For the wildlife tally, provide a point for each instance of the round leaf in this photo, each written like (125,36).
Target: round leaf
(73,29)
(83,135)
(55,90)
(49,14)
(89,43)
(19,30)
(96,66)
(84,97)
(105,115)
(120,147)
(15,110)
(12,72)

▶ THE PROBLEM: Reproduce every entry above line for line, changing nothing.

▶ ANSWER:
For the wildlife tally, provide a point for each instance of the round leaf in this photo, each written like (125,36).
Target: round leaf
(73,29)
(83,135)
(55,90)
(49,14)
(89,43)
(19,30)
(96,66)
(84,97)
(105,115)
(120,147)
(15,110)
(12,72)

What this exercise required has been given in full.